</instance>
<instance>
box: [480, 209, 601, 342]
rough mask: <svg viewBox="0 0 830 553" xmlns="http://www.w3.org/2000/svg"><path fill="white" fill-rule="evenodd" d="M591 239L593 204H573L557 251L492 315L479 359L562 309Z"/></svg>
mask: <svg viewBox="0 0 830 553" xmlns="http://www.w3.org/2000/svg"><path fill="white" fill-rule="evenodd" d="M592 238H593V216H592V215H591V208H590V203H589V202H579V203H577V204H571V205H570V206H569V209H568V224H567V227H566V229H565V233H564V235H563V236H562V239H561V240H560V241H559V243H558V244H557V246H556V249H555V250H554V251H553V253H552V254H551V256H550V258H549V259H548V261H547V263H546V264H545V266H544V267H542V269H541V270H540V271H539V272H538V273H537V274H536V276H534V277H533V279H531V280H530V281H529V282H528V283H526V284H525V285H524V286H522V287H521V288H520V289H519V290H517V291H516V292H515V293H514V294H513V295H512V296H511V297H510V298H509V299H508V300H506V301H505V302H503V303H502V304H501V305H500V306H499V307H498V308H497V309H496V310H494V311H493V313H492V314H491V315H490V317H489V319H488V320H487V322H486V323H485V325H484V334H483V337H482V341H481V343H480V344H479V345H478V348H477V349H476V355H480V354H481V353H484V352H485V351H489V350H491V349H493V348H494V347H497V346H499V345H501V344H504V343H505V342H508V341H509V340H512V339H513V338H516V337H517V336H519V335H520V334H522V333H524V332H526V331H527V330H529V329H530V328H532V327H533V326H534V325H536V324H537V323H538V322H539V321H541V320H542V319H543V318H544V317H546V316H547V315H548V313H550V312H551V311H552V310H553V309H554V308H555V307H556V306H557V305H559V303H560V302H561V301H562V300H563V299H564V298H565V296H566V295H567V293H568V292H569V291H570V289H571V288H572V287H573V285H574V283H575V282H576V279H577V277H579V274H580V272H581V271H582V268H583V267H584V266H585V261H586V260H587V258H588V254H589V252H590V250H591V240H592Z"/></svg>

* _Problem description_: Nothing in the entries above may be left out; retype them all exactly.

* _Solution to this problem_:
</instance>
<instance>
box: [480, 209, 601, 342]
rough mask: <svg viewBox="0 0 830 553" xmlns="http://www.w3.org/2000/svg"><path fill="white" fill-rule="evenodd" d="M591 239L593 204H573L557 251L492 315L479 359L562 309Z"/></svg>
mask: <svg viewBox="0 0 830 553" xmlns="http://www.w3.org/2000/svg"><path fill="white" fill-rule="evenodd" d="M592 238H593V216H592V215H591V208H590V203H589V202H579V203H577V204H571V205H570V206H569V209H568V224H567V227H566V229H565V233H564V235H563V236H562V239H561V240H560V241H559V243H558V244H557V246H556V249H555V250H554V251H553V253H552V254H551V256H550V258H549V259H548V261H547V263H546V264H545V266H544V267H542V269H541V270H540V271H539V272H538V273H537V274H536V276H534V277H533V279H531V280H530V281H529V282H528V283H526V284H525V285H524V286H522V287H521V288H520V289H519V290H517V291H516V292H515V293H514V294H513V295H512V296H511V297H510V298H509V299H508V300H506V301H505V302H503V303H502V304H501V305H500V306H499V307H498V308H497V309H496V310H494V311H493V313H492V314H491V315H490V317H489V319H488V320H487V322H486V323H485V325H484V334H483V337H482V341H481V343H480V344H479V345H478V348H477V349H476V355H480V354H481V353H484V352H485V351H489V350H491V349H493V348H494V347H497V346H499V345H501V344H504V343H505V342H508V341H509V340H512V339H513V338H516V337H517V336H519V335H520V334H522V333H524V332H526V331H527V330H529V329H530V328H532V327H533V326H534V325H536V324H537V323H538V322H539V321H541V320H542V319H543V318H544V317H546V316H547V315H548V313H550V312H551V311H552V310H553V309H554V308H555V307H556V306H557V305H559V303H560V302H561V301H562V300H563V299H564V298H565V296H566V295H567V293H568V292H569V291H570V289H571V288H572V287H573V285H574V283H575V282H576V279H577V277H579V274H580V272H581V271H582V268H583V267H584V266H585V261H586V260H587V258H588V254H589V252H590V250H591V240H592Z"/></svg>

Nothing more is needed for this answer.